What is needed ▸ Lines in the listing below that include the word "distant" need to be copied.

Stored data ▸
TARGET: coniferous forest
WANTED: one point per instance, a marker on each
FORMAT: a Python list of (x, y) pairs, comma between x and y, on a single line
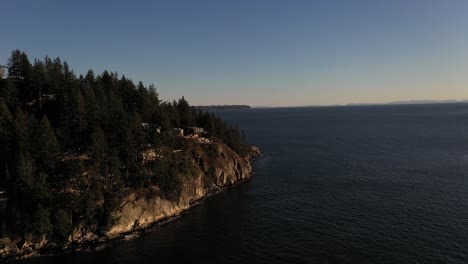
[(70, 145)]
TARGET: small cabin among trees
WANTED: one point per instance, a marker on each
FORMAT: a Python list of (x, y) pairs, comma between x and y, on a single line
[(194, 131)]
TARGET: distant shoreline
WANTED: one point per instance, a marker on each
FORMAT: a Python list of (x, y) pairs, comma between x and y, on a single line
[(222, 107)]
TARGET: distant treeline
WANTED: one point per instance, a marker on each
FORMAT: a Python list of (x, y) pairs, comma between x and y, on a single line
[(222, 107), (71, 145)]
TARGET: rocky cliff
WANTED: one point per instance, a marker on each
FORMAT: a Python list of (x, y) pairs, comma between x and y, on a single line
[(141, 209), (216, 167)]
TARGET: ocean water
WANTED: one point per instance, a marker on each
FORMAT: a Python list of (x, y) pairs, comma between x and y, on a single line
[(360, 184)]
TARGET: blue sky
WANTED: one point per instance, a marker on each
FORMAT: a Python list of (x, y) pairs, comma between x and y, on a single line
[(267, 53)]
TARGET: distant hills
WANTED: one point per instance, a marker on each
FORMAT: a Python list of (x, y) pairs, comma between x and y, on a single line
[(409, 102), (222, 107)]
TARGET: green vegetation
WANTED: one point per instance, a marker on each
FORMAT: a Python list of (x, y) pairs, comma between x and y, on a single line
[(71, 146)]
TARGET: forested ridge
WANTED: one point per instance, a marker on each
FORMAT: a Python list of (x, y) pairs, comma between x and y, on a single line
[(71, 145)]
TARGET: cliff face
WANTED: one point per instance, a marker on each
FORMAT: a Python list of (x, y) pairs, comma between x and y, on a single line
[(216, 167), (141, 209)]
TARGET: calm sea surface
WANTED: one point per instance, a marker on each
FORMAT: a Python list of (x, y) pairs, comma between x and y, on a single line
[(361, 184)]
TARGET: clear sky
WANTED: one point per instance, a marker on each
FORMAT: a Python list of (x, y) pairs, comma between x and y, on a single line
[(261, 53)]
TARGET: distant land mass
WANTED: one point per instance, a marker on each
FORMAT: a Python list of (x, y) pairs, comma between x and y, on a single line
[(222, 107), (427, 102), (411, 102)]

---

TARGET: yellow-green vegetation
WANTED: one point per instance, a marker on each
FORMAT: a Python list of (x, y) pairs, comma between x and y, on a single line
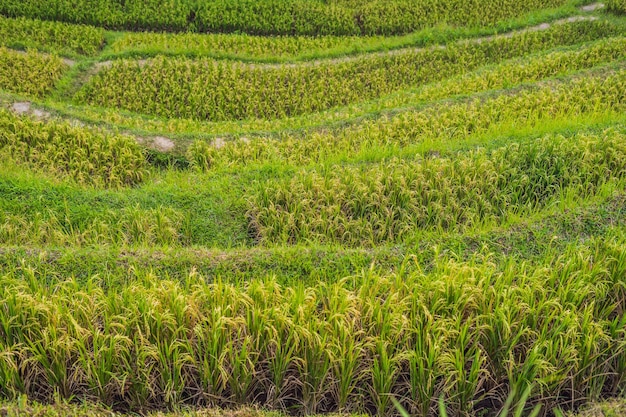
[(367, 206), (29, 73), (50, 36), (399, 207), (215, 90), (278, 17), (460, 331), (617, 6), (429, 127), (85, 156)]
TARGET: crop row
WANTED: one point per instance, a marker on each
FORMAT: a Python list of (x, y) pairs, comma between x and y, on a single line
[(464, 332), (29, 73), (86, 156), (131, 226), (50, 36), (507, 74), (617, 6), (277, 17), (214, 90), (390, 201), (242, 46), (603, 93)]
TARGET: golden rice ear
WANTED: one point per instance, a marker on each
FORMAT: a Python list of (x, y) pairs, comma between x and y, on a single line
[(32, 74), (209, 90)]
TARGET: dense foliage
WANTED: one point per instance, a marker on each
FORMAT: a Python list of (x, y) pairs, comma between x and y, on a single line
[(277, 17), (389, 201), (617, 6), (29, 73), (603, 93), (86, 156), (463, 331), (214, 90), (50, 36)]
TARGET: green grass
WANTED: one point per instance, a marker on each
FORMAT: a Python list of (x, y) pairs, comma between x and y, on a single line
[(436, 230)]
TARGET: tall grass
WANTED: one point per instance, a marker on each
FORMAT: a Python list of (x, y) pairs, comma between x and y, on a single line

...

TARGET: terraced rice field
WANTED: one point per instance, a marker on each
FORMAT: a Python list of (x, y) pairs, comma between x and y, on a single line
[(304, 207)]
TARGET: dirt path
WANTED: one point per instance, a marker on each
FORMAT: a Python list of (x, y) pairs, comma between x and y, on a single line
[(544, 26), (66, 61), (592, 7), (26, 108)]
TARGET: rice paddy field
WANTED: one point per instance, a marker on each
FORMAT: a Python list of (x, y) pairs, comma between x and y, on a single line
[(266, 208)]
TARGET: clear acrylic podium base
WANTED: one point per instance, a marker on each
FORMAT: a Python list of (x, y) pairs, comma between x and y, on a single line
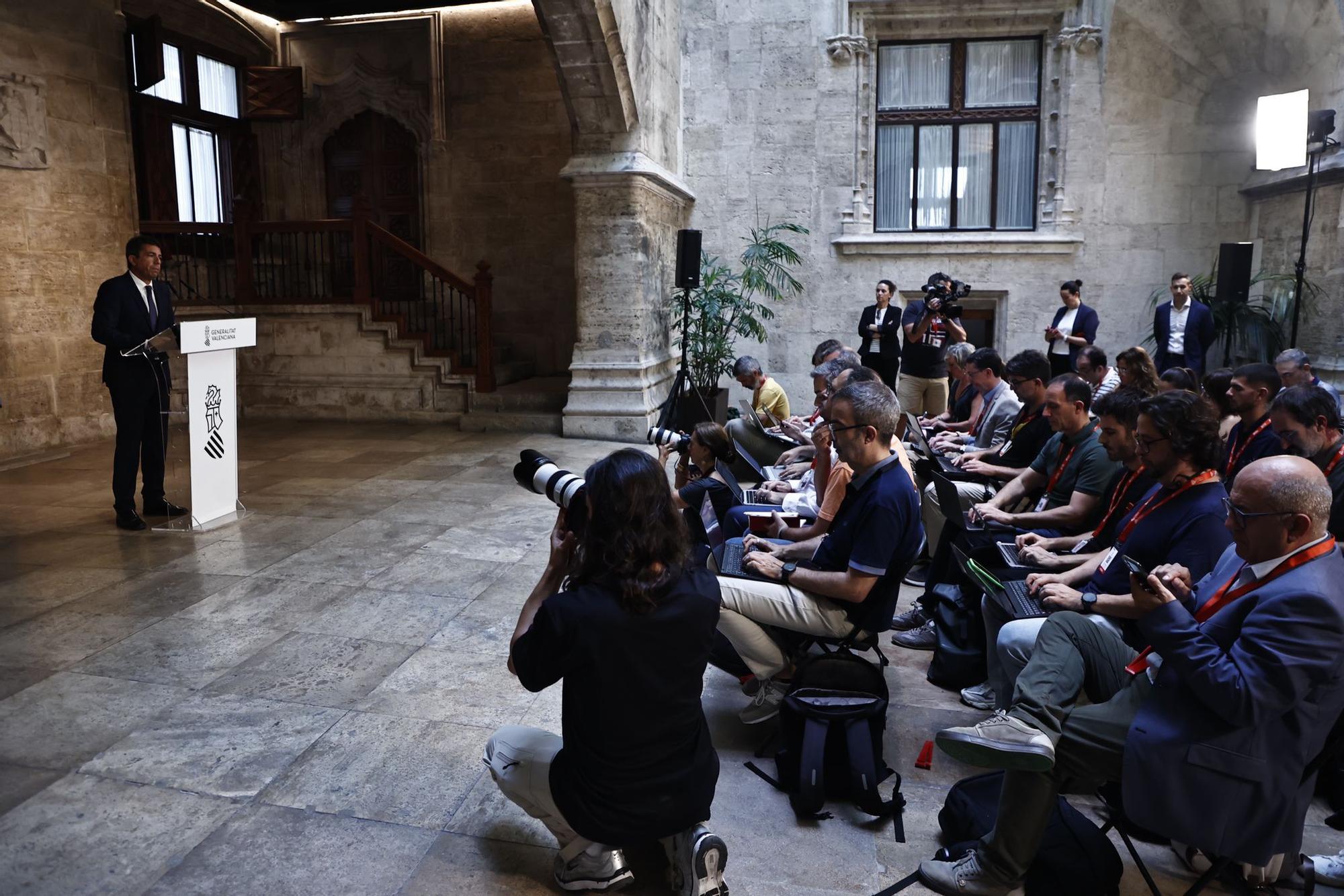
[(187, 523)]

Result of this task ▸
TARGET: distant shoreline
TARGET: distant treeline
TARGET: distant hills
TARGET: distant land mass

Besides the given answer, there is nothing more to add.